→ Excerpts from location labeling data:
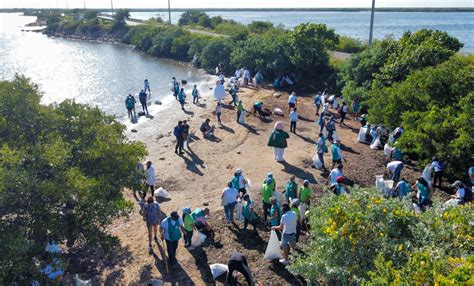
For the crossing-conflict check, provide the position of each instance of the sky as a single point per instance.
(232, 4)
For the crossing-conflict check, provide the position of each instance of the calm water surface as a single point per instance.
(94, 73)
(356, 24)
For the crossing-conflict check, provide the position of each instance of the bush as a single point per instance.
(353, 235)
(62, 173)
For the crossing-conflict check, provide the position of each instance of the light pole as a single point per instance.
(372, 23)
(169, 12)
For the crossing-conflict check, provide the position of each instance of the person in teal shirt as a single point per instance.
(291, 189)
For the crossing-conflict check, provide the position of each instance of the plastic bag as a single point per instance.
(316, 162)
(362, 137)
(162, 193)
(198, 239)
(218, 269)
(273, 248)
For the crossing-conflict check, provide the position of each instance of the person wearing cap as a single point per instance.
(291, 189)
(278, 141)
(287, 225)
(292, 101)
(294, 207)
(335, 173)
(238, 182)
(171, 229)
(336, 153)
(229, 201)
(151, 215)
(188, 222)
(395, 169)
(268, 187)
(248, 212)
(305, 193)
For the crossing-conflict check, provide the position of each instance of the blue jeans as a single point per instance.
(229, 211)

→ Task instructions: Recast all of the data above as a Markdown table with the columns Row and Line, giving each nonblank line its own numbered row. Leave the pictures out.

→ Result for this task:
| Row | Line |
|---|---|
| 1 | For the crossing-conflict check, provide the position of each instance of the sky as a single point per instance. |
| 2 | (232, 4) |
| 3 | For the crossing-conflict check, provide the position of each instance of the calm water surface as a single point per instance. |
| 4 | (94, 73) |
| 5 | (356, 24) |
| 6 | For the crossing-conflict check, provide the position of each instance of the bush as a single point per instance. |
| 7 | (353, 235) |
| 8 | (62, 173) |
| 9 | For the crossing-conflict check, provide the position of each instance of the light pole as a single point per instance. |
| 10 | (372, 23) |
| 11 | (169, 12) |
| 12 | For the crossing-conflict check, provide the position of each instance of the person in teal shirt as a single point per instance. |
| 13 | (291, 189) |
| 14 | For the crossing-conflict check, provide the position of each instance of the plastic bag as a single point per instance. |
| 15 | (316, 162) |
| 16 | (362, 137) |
| 17 | (162, 193) |
| 18 | (198, 239) |
| 19 | (218, 269) |
| 20 | (273, 248) |
| 21 | For the crossing-conflict check, provide the position of each instance of the person wearing cap as a single point per instance. |
| 22 | (291, 189) |
| 23 | (278, 141) |
| 24 | (287, 225) |
| 25 | (292, 101) |
| 26 | (294, 207) |
| 27 | (335, 173) |
| 28 | (238, 182) |
| 29 | (171, 229) |
| 30 | (336, 153) |
| 31 | (229, 201) |
| 32 | (151, 215) |
| 33 | (188, 222) |
| 34 | (395, 169) |
| 35 | (268, 187) |
| 36 | (248, 212) |
| 37 | (305, 193) |
| 38 | For the crossing-conflict check, provide the position of each instance of the blue jeans as a single point per instance. |
| 39 | (229, 211) |